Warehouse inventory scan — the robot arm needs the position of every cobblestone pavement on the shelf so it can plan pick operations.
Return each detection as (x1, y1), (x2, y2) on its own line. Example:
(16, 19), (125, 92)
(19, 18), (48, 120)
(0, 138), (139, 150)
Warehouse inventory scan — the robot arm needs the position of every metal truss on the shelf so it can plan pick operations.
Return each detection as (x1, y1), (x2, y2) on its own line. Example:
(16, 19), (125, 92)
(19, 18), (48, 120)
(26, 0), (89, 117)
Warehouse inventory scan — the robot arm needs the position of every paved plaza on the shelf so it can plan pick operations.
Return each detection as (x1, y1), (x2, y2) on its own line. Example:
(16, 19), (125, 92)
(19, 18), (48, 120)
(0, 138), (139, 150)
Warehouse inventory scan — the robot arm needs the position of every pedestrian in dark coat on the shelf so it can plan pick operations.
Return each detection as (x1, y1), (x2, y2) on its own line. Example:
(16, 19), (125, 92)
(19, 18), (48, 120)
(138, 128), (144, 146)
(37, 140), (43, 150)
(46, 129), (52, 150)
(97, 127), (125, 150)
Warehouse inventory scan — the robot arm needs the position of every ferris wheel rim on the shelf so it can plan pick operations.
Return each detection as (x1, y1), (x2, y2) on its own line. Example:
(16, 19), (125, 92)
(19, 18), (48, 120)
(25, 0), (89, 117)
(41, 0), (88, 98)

------------------------------

_TASK BRIEF_. Output the listing above in full. Every line must match.

_SOLUTION FOR THIS TASK_.
Warehouse inventory scan — the robot arm needs the position of every cobblestone pavement on the shelf so it can plan pick operations.
Return each detection as (x1, y1), (x2, y2) on its own line. Example:
(16, 19), (125, 92)
(19, 18), (48, 120)
(0, 138), (139, 150)
Warehouse inventory scan — the robot arm needs the position of every metal truss on the shelf so it can plan pick operations.
Return each detection as (x1, y1), (x2, y2) on its own line. Example:
(16, 19), (125, 92)
(19, 18), (48, 120)
(26, 0), (89, 117)
Warehouse inventory scan — the robot arm needs the position of every paved plaza on the shelf so it can plan pick operations.
Return each detection as (x1, y1), (x2, y2) on its own line. Example:
(16, 19), (125, 92)
(19, 18), (48, 120)
(0, 138), (139, 150)
Warehouse inventory scan — the robot arm needs the position of every pedestrian in dark coat on the shelf so it can plan pick operations.
Return each detection as (x1, y1), (x2, y2) on its own line. Example:
(16, 19), (125, 92)
(19, 18), (48, 120)
(138, 128), (144, 146)
(37, 140), (43, 150)
(46, 129), (52, 150)
(97, 127), (125, 150)
Warehouse inventory scan — the robot arm needs the position of every ferris wheel rim on the shelf so it can plan pick operations.
Return each detection as (x1, y1), (x2, y2) on its own line. Example:
(16, 19), (125, 92)
(19, 18), (48, 120)
(25, 0), (89, 117)
(41, 0), (88, 98)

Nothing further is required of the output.